#### Passage for review:
────────────────────────────────────────
The article at your URL doesn't say a word about what causes these types of injuries. The following article does, saying that most are caused by "a high-energy event," such as trauma.

The fracture typically occurs when there is a force applied to upper limb when the joint is flexed more than 90 degrees.

legalschnauzer said...

Carol's injury is described in her medical records as "a markedly comminuted intra-articular fracture involving the distal humerus."

It's also described as "a comminuted supracondylar fracture of the distal left humerus."

One doctor stated the injury occurred when "she was being handcuffed."

legalschnauzer said...

@3:59 --

I don't need you to tell me it didn't happen in the squad car. I've already written multiple posts about that. I also saw what happened, and I've talked numerous times about what happened with Carol. Her arm was broken when a cop grabbed it and yanked on it viciously, while she was seated on the ground -- to which she was slammed and did not "fall." after a cop we call "Mr. Blue Shirt" attacked her from behind; she didn't even see him coming.

A doctor says in medical records that the arm was broken while Carol was being handcuffed. That's based partly on what Carol told him and partly on what he saw from the X-rays. The victim herself has said umpteen times that her arm was broken while she was being handcuffed.
────────────────────────────────────────
#### Work instructions:
[1] From the comment thread about Carol's broken arm, reproduce the passage starting at "One doctor stated" and ending at "see him coming.".
[2] According to the comment thread about Carol's broken arm, how far is the joint typically flexed when this fracture occurs?
[3] Write the next part of the comment thread about Carol's broken arm, picking up after its final sentence.
────────────────────────────────────────
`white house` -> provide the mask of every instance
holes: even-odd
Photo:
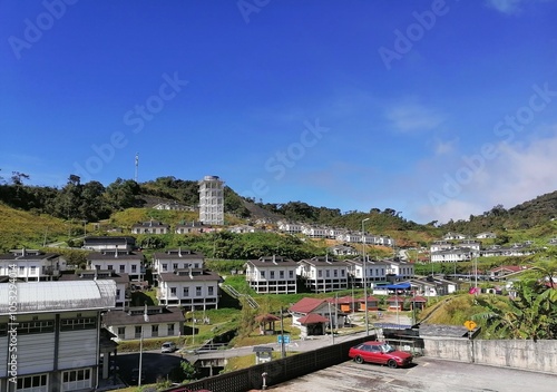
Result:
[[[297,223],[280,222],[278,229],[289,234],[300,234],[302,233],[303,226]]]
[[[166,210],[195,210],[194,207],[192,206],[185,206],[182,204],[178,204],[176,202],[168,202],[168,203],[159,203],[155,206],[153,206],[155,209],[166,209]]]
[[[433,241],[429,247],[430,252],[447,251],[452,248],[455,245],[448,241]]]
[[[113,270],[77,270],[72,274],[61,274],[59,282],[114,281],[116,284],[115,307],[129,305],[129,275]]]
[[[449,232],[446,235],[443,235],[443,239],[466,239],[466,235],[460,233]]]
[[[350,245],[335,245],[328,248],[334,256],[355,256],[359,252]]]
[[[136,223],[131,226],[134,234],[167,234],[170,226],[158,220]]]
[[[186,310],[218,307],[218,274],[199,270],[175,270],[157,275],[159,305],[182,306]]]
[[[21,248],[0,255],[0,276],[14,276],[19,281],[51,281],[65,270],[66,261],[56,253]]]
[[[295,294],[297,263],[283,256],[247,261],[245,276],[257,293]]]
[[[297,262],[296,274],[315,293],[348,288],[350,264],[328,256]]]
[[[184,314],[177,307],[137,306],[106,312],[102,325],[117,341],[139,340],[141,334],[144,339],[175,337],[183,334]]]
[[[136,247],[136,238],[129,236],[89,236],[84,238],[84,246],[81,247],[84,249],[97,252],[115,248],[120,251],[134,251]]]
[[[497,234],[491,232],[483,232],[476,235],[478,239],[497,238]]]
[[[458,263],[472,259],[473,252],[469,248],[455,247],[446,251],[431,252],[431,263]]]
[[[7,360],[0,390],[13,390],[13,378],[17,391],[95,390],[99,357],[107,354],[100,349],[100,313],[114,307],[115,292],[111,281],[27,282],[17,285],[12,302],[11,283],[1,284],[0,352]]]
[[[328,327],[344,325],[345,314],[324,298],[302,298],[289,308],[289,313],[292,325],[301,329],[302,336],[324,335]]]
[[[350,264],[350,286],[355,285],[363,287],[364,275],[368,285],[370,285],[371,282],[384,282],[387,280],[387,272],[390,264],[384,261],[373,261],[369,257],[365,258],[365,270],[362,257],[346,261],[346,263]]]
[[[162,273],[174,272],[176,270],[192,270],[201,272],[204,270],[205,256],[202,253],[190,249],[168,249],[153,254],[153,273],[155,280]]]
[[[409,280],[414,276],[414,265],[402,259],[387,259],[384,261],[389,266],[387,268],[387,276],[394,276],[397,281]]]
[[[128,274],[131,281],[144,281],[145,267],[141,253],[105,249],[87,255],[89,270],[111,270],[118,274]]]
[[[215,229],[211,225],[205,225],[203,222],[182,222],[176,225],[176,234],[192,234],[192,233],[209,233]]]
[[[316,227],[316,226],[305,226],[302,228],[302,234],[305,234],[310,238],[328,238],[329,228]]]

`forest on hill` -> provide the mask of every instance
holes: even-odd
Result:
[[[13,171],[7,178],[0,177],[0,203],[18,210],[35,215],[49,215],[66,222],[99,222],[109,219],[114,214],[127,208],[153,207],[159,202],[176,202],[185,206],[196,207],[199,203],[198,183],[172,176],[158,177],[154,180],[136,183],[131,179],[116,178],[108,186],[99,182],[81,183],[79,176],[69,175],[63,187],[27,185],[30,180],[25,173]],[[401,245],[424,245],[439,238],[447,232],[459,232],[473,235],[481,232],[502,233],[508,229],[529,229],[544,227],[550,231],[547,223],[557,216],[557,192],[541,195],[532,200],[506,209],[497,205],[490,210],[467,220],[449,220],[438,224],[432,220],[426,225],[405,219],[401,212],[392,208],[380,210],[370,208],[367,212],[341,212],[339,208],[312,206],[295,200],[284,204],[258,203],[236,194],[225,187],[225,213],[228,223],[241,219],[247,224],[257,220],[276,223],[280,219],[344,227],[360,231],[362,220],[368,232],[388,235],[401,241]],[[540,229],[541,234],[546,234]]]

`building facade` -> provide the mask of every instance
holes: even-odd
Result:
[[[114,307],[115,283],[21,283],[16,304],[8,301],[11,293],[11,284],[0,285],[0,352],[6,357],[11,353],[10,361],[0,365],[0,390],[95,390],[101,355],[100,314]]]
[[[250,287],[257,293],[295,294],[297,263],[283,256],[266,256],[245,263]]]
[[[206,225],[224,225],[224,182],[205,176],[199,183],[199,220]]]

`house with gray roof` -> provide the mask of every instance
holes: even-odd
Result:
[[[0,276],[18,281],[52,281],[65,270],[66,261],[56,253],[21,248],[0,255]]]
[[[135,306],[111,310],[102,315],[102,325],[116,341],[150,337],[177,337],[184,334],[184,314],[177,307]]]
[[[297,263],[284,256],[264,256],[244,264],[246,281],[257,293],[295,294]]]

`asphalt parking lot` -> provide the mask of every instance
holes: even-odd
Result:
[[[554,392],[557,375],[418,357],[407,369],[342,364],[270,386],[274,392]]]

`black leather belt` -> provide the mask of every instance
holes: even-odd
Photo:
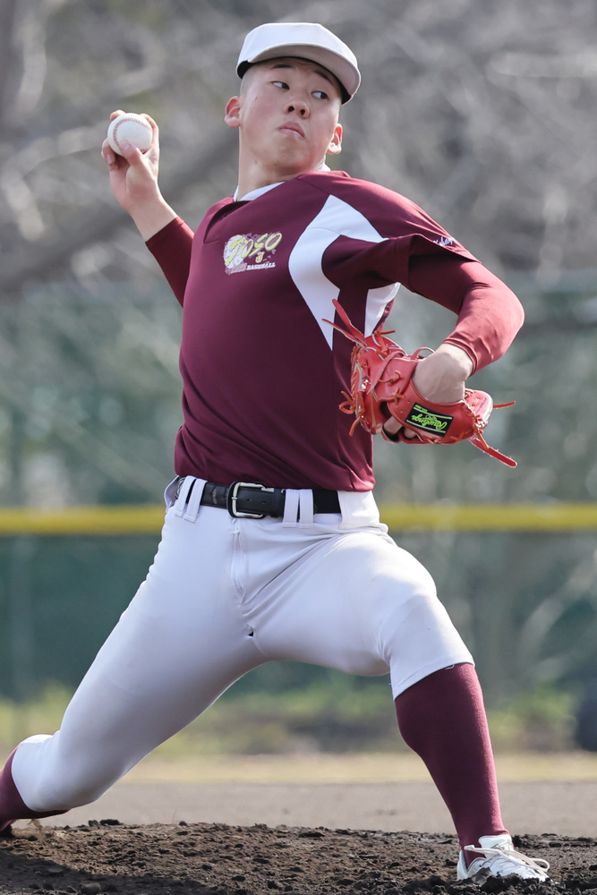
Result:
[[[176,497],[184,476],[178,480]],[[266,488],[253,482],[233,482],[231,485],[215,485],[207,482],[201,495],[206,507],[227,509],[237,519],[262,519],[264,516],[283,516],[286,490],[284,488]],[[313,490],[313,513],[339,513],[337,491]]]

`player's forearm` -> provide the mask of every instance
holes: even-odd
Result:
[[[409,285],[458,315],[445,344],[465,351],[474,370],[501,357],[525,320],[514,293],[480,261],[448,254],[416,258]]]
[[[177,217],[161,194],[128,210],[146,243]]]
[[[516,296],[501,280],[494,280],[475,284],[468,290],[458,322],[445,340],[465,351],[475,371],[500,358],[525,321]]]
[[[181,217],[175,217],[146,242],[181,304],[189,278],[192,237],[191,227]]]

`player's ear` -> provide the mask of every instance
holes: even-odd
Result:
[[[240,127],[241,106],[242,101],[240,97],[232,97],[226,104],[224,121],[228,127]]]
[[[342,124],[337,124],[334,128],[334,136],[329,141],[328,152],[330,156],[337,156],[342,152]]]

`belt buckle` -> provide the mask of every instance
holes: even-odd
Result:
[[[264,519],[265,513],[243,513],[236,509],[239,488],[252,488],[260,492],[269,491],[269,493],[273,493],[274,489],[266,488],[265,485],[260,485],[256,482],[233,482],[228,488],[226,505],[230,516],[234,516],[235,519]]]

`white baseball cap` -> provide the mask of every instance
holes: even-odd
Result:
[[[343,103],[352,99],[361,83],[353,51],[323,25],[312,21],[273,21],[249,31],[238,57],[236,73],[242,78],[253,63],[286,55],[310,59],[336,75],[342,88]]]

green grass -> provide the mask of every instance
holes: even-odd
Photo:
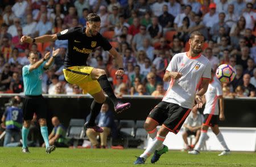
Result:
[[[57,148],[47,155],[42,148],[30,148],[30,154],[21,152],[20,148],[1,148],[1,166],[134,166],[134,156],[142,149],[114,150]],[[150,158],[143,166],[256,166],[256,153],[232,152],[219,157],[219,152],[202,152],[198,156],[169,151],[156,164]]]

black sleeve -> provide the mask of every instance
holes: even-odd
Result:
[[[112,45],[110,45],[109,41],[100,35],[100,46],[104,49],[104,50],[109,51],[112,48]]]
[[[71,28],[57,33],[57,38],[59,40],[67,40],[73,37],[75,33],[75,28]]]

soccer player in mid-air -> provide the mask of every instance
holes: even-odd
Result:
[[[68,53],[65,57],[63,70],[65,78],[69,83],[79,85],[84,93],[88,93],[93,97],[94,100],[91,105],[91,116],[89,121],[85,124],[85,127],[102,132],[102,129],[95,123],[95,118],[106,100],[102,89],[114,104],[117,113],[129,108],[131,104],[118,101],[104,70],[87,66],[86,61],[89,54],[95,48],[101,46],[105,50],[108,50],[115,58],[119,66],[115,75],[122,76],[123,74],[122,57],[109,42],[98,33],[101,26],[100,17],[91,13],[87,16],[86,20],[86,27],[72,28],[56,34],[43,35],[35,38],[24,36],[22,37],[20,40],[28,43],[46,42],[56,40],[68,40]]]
────────────────────────────────────────
#### Task responses:
[1]
One doctor stated the injury occurred when "she was being handcuffed."

legalschnauzer said...

@3:59 --

I don't need you to tell me it didn't happen in the squad car. I've already written multiple posts about that. I also saw what happened, and I've talked numerous times about what happened with Carol. Her arm was broken when a cop grabbed it and yanked on it viciously, while she was seated on the ground -- to which she was slammed and did not "fall." after a cop we call "Mr. Blue Shirt" attacked her from behind; she didn't even see him coming.

[2] More than 90 degrees.

[3]
I suppose you know more about what happened than Carol does? Sheesh!

e.a.f. said...

flaying around in the back seat so violently as to break one's arm, ya right. For that you need a certain level of core strength, which I would suggest Carol doesn't have. Not wishing to suggest Carol isn't in good physical condition, but you get my drift. To rock yourself back and forth and side to side takes a lot of strength and energy. I suspect Carol and you are post 50. Unless you are working out 5 days a week and sporting a six pack a professional body builder would envy, you just don't hve the strength to do what those slimy cops are suggesting Carol did.

Come to think of it a few years ago when some crack and meth was being sold in Great Vancouver, B.C. addicts had incredible bursts of energy and it sometimes took 6 cops to be able to get them in an ambulance where they would remain until they came down outside the hospitals they were taken to. Now they would throw themselves around, but interestingly enough none of them broke legs, arms, ribs, etc. So if drug crazed young guys weren't breaking anything I really don't know how they think a middle aged woman could break her own arm.

Those cops are full of shit and can't even get a good lie going. At least in Canada if there is police brutality they just say they fell.